### Referring expression data
____

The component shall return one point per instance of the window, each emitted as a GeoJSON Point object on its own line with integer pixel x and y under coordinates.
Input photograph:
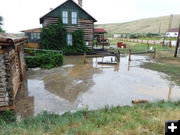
{"type": "Point", "coordinates": [35, 35]}
{"type": "Point", "coordinates": [65, 17]}
{"type": "Point", "coordinates": [69, 39]}
{"type": "Point", "coordinates": [74, 17]}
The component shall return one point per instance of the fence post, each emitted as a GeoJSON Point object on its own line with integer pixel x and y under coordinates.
{"type": "Point", "coordinates": [154, 55]}
{"type": "Point", "coordinates": [84, 57]}
{"type": "Point", "coordinates": [163, 43]}
{"type": "Point", "coordinates": [129, 54]}
{"type": "Point", "coordinates": [119, 56]}
{"type": "Point", "coordinates": [170, 44]}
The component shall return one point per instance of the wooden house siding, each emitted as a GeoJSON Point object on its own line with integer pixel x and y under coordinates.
{"type": "Point", "coordinates": [84, 22]}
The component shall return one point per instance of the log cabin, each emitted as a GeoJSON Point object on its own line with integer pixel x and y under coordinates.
{"type": "Point", "coordinates": [74, 17]}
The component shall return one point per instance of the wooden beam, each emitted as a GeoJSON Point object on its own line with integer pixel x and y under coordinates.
{"type": "Point", "coordinates": [4, 108]}
{"type": "Point", "coordinates": [177, 43]}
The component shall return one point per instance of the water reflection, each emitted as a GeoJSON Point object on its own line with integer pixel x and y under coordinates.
{"type": "Point", "coordinates": [77, 85]}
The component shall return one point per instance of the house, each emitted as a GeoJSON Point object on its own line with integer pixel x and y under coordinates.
{"type": "Point", "coordinates": [34, 37]}
{"type": "Point", "coordinates": [12, 69]}
{"type": "Point", "coordinates": [172, 32]}
{"type": "Point", "coordinates": [74, 17]}
{"type": "Point", "coordinates": [99, 33]}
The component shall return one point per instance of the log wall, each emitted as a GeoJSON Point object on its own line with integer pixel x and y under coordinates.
{"type": "Point", "coordinates": [12, 70]}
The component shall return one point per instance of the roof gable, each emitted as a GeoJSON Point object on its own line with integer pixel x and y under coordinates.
{"type": "Point", "coordinates": [69, 5]}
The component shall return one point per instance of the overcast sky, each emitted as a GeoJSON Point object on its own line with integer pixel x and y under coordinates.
{"type": "Point", "coordinates": [24, 14]}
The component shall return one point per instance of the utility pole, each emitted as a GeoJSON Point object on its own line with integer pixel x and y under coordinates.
{"type": "Point", "coordinates": [177, 43]}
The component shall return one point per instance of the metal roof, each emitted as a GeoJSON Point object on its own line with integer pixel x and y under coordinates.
{"type": "Point", "coordinates": [47, 15]}
{"type": "Point", "coordinates": [99, 30]}
{"type": "Point", "coordinates": [173, 30]}
{"type": "Point", "coordinates": [35, 30]}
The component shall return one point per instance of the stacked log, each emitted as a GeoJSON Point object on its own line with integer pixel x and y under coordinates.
{"type": "Point", "coordinates": [4, 96]}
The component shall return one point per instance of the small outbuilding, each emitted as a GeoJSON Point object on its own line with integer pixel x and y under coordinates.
{"type": "Point", "coordinates": [12, 68]}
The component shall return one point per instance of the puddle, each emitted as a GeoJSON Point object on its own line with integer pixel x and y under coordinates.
{"type": "Point", "coordinates": [76, 85]}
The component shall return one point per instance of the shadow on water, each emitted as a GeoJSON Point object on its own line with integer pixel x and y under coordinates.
{"type": "Point", "coordinates": [76, 85]}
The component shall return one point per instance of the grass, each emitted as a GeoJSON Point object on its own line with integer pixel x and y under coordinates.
{"type": "Point", "coordinates": [137, 47]}
{"type": "Point", "coordinates": [149, 25]}
{"type": "Point", "coordinates": [144, 119]}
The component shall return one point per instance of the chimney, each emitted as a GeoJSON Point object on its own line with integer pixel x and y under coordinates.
{"type": "Point", "coordinates": [80, 3]}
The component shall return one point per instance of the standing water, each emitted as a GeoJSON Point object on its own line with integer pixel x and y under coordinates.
{"type": "Point", "coordinates": [76, 85]}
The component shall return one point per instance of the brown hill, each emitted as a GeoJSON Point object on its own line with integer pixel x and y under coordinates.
{"type": "Point", "coordinates": [142, 26]}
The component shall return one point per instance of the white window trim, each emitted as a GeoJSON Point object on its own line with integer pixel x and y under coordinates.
{"type": "Point", "coordinates": [74, 17]}
{"type": "Point", "coordinates": [65, 17]}
{"type": "Point", "coordinates": [69, 39]}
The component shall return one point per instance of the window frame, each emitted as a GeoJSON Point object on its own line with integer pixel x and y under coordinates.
{"type": "Point", "coordinates": [65, 17]}
{"type": "Point", "coordinates": [69, 39]}
{"type": "Point", "coordinates": [74, 18]}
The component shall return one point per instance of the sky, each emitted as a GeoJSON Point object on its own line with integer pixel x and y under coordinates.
{"type": "Point", "coordinates": [24, 14]}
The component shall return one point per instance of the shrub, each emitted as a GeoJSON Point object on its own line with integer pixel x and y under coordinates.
{"type": "Point", "coordinates": [54, 36]}
{"type": "Point", "coordinates": [45, 60]}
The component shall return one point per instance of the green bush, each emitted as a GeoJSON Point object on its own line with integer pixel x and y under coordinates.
{"type": "Point", "coordinates": [45, 60]}
{"type": "Point", "coordinates": [54, 36]}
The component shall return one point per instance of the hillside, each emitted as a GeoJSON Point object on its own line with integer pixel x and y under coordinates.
{"type": "Point", "coordinates": [142, 26]}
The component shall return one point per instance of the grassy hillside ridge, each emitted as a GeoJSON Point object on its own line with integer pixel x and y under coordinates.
{"type": "Point", "coordinates": [142, 25]}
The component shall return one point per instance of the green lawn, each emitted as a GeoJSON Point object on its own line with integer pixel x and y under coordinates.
{"type": "Point", "coordinates": [138, 47]}
{"type": "Point", "coordinates": [144, 119]}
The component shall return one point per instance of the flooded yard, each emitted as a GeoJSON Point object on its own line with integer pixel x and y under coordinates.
{"type": "Point", "coordinates": [76, 85]}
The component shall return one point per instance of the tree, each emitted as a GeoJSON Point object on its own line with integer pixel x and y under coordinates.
{"type": "Point", "coordinates": [1, 20]}
{"type": "Point", "coordinates": [54, 36]}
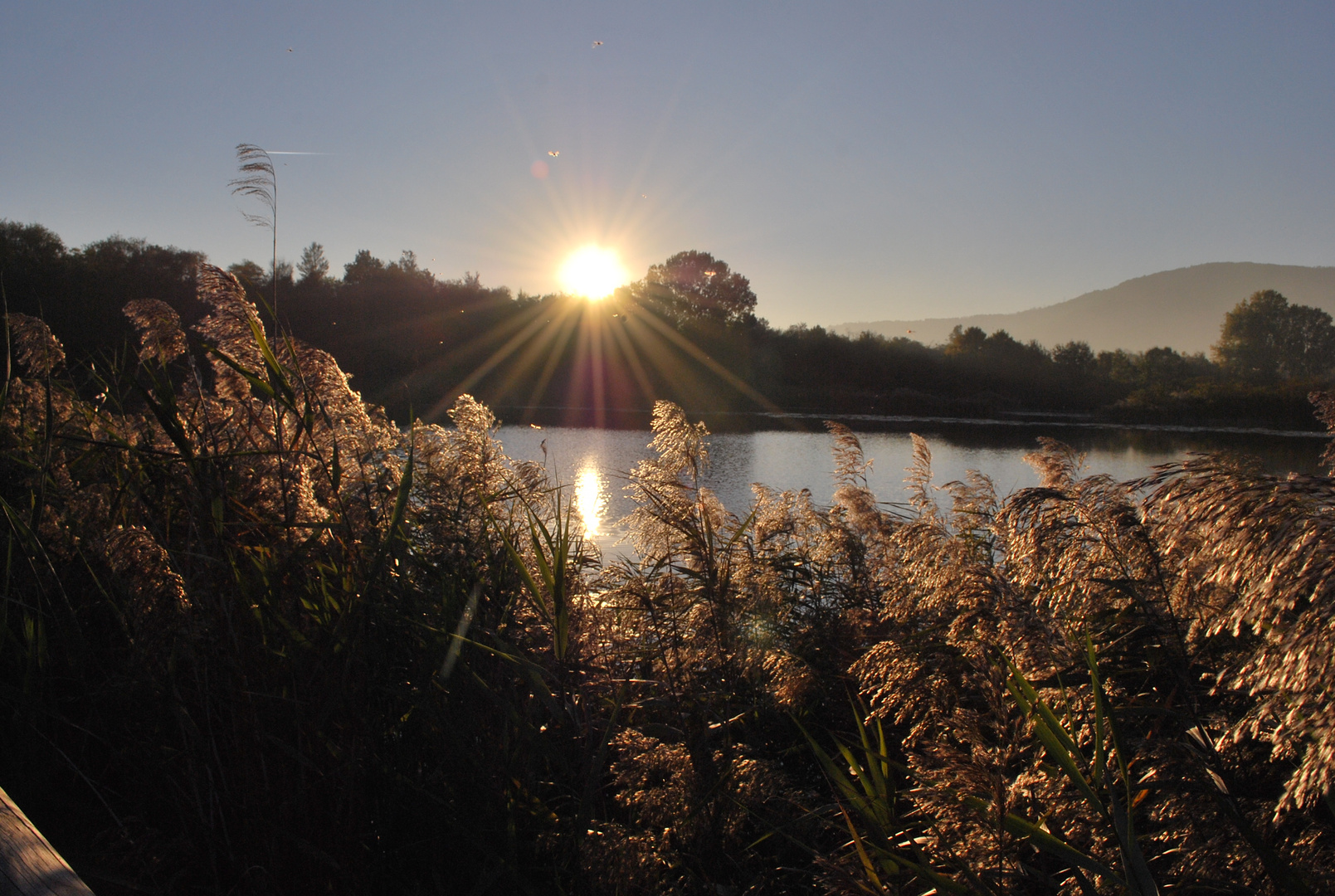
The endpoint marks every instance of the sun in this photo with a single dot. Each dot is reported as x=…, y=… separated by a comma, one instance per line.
x=593, y=273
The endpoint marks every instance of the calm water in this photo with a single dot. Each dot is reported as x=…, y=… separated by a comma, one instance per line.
x=596, y=461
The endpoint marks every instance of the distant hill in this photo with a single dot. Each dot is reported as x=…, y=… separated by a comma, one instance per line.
x=1177, y=309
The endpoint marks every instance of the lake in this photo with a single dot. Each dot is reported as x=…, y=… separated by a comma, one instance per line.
x=789, y=455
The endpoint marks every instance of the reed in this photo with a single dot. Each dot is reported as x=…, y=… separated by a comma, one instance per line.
x=256, y=637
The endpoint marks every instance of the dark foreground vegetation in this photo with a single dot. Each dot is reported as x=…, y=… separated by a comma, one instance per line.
x=254, y=639
x=686, y=331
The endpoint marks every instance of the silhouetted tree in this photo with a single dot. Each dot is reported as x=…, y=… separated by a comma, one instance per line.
x=1074, y=358
x=1266, y=339
x=313, y=266
x=362, y=267
x=964, y=342
x=697, y=286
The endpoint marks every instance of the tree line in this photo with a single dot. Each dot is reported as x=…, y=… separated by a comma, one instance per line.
x=686, y=331
x=256, y=639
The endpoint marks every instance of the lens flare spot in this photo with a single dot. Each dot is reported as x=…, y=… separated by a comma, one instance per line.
x=590, y=499
x=593, y=273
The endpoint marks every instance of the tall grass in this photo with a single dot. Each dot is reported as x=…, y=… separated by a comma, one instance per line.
x=259, y=639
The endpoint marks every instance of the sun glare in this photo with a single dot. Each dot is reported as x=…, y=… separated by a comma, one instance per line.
x=590, y=499
x=593, y=273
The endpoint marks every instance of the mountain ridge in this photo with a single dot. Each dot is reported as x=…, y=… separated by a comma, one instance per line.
x=1179, y=309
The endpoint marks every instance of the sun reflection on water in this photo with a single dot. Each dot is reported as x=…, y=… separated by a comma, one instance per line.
x=592, y=499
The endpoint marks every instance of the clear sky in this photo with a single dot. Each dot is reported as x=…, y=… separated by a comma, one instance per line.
x=856, y=160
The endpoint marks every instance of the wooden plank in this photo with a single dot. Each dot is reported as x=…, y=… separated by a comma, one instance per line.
x=28, y=864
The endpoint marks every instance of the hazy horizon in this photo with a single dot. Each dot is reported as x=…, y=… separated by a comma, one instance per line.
x=857, y=163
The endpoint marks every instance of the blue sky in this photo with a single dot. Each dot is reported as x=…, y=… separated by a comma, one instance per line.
x=856, y=160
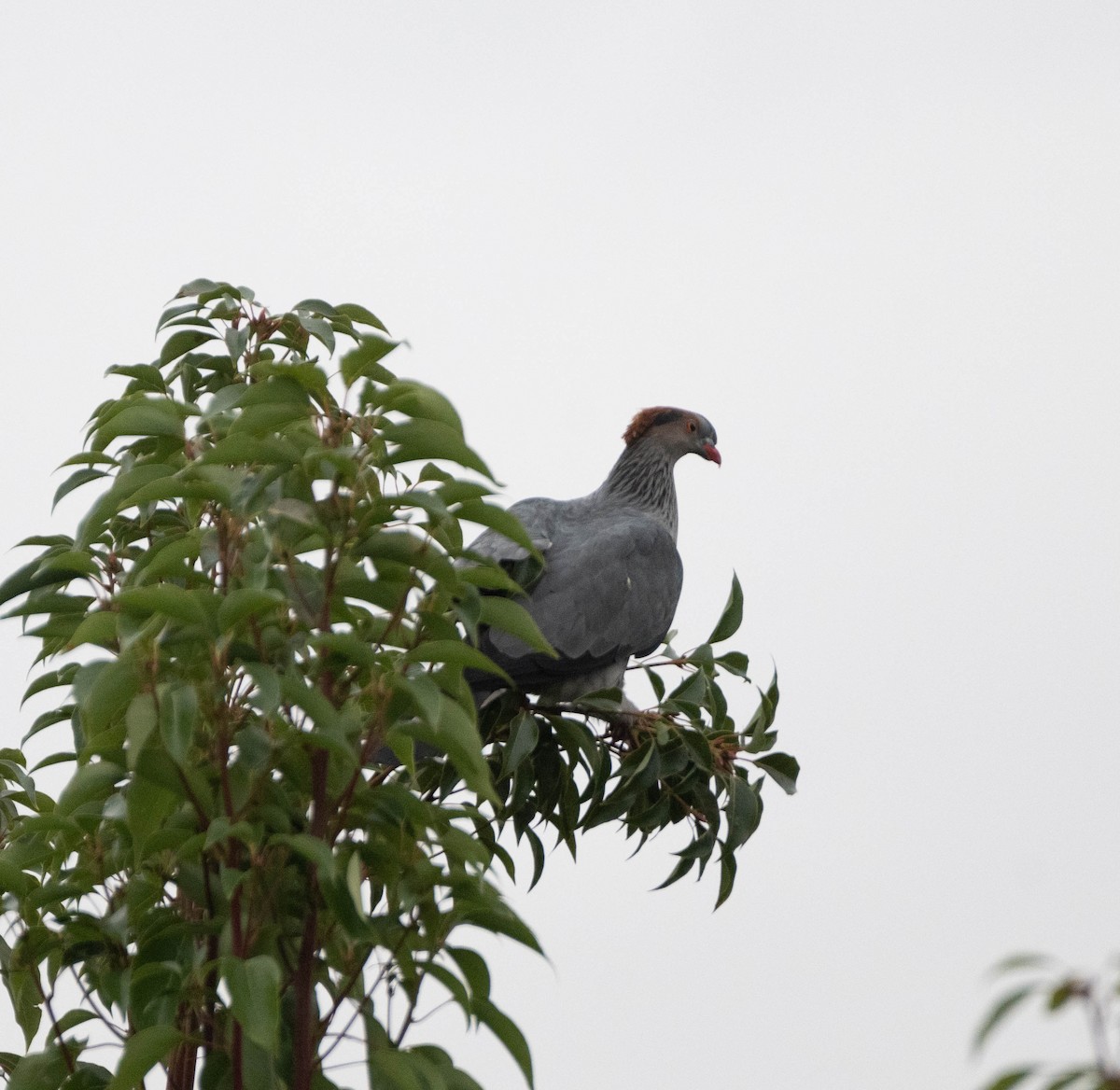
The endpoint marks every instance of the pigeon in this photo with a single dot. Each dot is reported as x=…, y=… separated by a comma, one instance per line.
x=611, y=575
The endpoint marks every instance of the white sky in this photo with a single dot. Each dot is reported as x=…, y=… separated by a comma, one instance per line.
x=875, y=244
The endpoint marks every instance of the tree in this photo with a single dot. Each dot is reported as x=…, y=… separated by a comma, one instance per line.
x=1040, y=977
x=272, y=588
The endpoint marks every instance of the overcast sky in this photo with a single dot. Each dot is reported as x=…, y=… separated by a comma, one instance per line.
x=876, y=244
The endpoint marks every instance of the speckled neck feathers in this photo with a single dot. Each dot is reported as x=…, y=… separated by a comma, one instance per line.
x=643, y=479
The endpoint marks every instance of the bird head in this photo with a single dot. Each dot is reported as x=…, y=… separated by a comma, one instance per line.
x=678, y=430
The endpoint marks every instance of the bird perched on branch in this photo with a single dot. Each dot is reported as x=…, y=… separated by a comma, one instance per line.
x=611, y=575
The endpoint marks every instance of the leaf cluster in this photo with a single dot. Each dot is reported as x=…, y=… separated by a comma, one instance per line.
x=261, y=630
x=1039, y=978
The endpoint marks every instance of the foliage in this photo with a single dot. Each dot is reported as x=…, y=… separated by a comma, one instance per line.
x=1039, y=977
x=269, y=597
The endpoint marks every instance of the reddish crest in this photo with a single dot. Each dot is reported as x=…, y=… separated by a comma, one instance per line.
x=644, y=420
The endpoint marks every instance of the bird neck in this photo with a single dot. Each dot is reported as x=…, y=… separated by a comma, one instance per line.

____

### DIRECTIONS
Reproduce exactly the lines from the one with "The endpoint marks every instance of the reddish" through the end of the entries above, both ends included.

### YOUR SOLUTION
The endpoint marks every instance of the reddish crest in this photo with a single dot. Each dot is reported as x=…, y=… separated by a comma, one instance per line.
x=644, y=420
The endpoint marks every instance of the bird neck in this photo with a single dot. Each dot is reported as x=…, y=… separated by a comma, one instance per line.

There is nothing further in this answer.